__Exercise task__
Output the listing below as a numbered list, leaving out any blank lines.

- - -

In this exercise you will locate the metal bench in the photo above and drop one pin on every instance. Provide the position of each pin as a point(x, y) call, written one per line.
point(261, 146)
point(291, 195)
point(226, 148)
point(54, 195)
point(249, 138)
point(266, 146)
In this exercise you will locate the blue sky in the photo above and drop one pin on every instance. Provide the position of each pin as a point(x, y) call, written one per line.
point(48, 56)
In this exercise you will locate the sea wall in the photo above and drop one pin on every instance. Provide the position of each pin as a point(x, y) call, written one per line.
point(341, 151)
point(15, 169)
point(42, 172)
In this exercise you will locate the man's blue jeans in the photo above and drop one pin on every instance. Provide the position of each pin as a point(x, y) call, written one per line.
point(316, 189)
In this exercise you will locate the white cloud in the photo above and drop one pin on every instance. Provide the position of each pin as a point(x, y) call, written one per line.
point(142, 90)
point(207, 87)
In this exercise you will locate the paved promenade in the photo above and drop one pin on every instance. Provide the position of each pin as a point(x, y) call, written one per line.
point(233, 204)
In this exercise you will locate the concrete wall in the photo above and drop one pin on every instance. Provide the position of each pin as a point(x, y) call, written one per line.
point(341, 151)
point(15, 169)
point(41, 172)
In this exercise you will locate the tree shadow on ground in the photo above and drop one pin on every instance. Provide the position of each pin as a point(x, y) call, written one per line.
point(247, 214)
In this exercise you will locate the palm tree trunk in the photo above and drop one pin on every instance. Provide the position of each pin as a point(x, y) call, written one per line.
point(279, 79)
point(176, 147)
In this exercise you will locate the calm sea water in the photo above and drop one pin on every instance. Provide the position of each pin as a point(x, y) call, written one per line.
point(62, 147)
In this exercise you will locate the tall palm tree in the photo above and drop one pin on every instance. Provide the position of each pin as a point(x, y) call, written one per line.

- - -

__Completed task__
1. In this exercise you will locate the metal bench in the photo above and drop one pin on every instance. Provide the position of each pin as a point(x, y) call, written one per line.
2. point(261, 146)
3. point(291, 195)
4. point(226, 148)
5. point(54, 195)
6. point(249, 138)
7. point(266, 146)
8. In this exercise you will locate the blue sky in the photo above and drop one pin on every instance. Provide the position of each pin as a point(x, y) call, written one per line.
9. point(48, 56)
10. In this exercise you will locate the sea wall in the photo above and drop one pin on every instance. Provide the position of each pin as a point(x, y) call, written one per line.
11. point(341, 151)
12. point(15, 169)
13. point(42, 172)
14. In this exercise you will locate the man's blue jeans in the photo above and drop one pin on every instance. Provide the position of each pin as a point(x, y) call, written one per line.
15. point(316, 189)
16. In this exercise you will locate the white cloud in the photo above and drop one pin on every instance. Provide the position of each pin as a point(x, y) call, written one per line.
17. point(142, 90)
18. point(207, 87)
19. In this exercise you will locate the paved promenade in the photo above and drop one pin on every instance. Provide the position of each pin as a point(x, y) call, written one per line.
20. point(233, 204)
21. In this exercise you will locate the concrete wall in the photo above and drop one pin on every instance. Provide the position of each pin as a point(x, y) call, written one per line.
22. point(341, 151)
23. point(15, 169)
24. point(41, 172)
25. In this exercise you will locate the tree shadow on ground in the photo above and drop one pin on every instance. Provide the position of each pin as a point(x, y) call, written one per line.
26. point(247, 214)
27. In this exercise you will locate the palm tree trunk in the photo above and drop one pin on every instance. Provide the position of each pin as a point(x, y) call, written one per line.
28. point(279, 79)
29. point(176, 147)
30. In this exercise you will locate the calm sea water in the photo above and drop one pin on every instance. Provide the position of each pin as a point(x, y) call, written one per line.
31. point(62, 147)
32. In this exercise you will locate the tall palm tree in the photo above and drop one pin on every instance. Provide the position of each pin as a point(x, y) call, written one per line.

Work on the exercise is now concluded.